Werkopdracht 1> Vat de tekst over de ingangsdatum van bijstand samen in twee zinnen.
Werkopdracht 2> Schrijf het volgende deel van de tekst over de ingangsdatum van bijstand en laat het aansluiten op het laatste stuk dat getoond wordt.

Geëxtraheerde tekst>
_ _ _ _ _

Op grond van artikel 44, eerste lid, van de Pw wordt bijstand toegekend vanaf de dag waarop het recht op bijstand is ontstaan, voor zover deze dag niet ligt voor de dag waarop de belanghebbende zich heeft gemeld om bijstand aan te vragen. Dit betekent dat een besluit tot toewijzing van een bijstandsaanvraag toekenning van bijstand vanaf die dag inhoudt en dus in beginsel ook voor de periode na dat besluit. Daaraan wordt niet afgedaan door de periode die de bestuursrechter moet beoordelen in een beroepsprocedure over een bijstandsaanvraag. [2] Die periode loopt in beginsel vanaf de datum waarop de betrokkene zich heeft gemeld voor de aanvraag tot en met de datum waarop een inhoudelijk besluit op de aanvraag is genomen. [3]
4.4.

_ _ _ _ _

Oefengegevens>
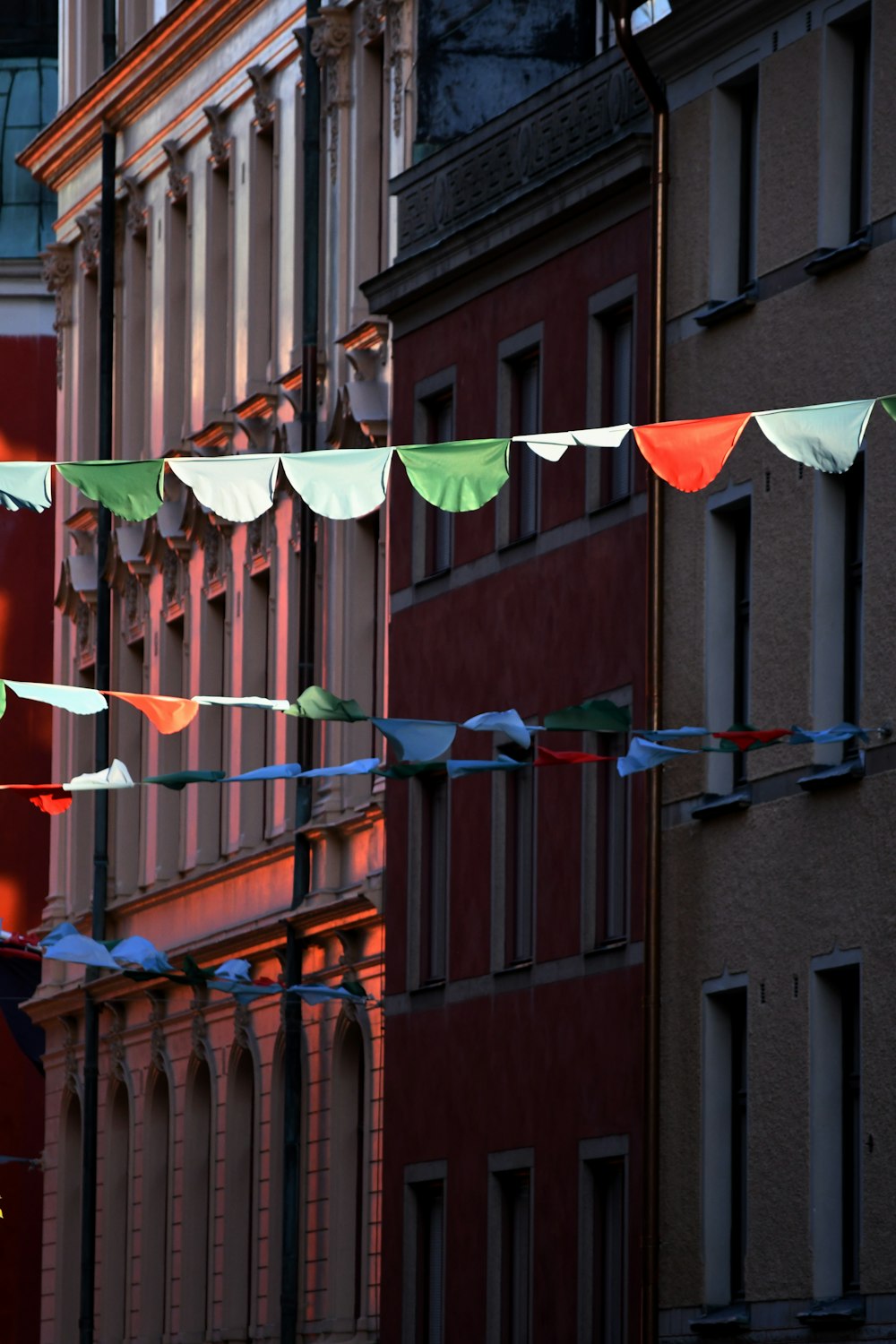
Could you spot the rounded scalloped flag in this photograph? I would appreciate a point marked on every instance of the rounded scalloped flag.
(691, 453)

_ _ _ _ _

Antwoordveld 1> Volgens artikel 44, eerste lid, van de Pw wordt bijstand toegekend vanaf de dag waarop het recht erop is ontstaan, maar niet eerder dan de dag waarop de belanghebbende zich heeft gemeld. Een besluit tot toewijzing van een aanvraag geldt daardoor in beginsel ook voor de periode na dat besluit, ook al beoordeelt de bestuursrechter in beroep in beginsel alleen de periode van de meldingsdatum tot en met de datum van het inhoudelijke besluit.

Antwoordveld 2>
De beperking van de toekenning van bijstand aan eiser tot en met 8 juli 2020 komt neer op een intrekking van de bijstand met ingang van 9 juli 2020. [4] Een besluit tot intrekking van bijstand is een voor de betrokkene belastend besluit. Het is daarom aan het bijstandverlenende orgaan om de nodige kennis over de relevante feiten te vergaren en om aannemelijk te maken dat aan de voorwaarden voor intrekking is voldaan. Het college heeft aan de intrekking van de bijstand aan eiser geen onderzoek naar het recht van eiser op bijstand ten grondslag gelegd. Dit betekent dat de intrekking onzorgvuldig is voorbereid en ondeugdelijk is gemotiveerd.

Conclusie en gevolgen

5.1.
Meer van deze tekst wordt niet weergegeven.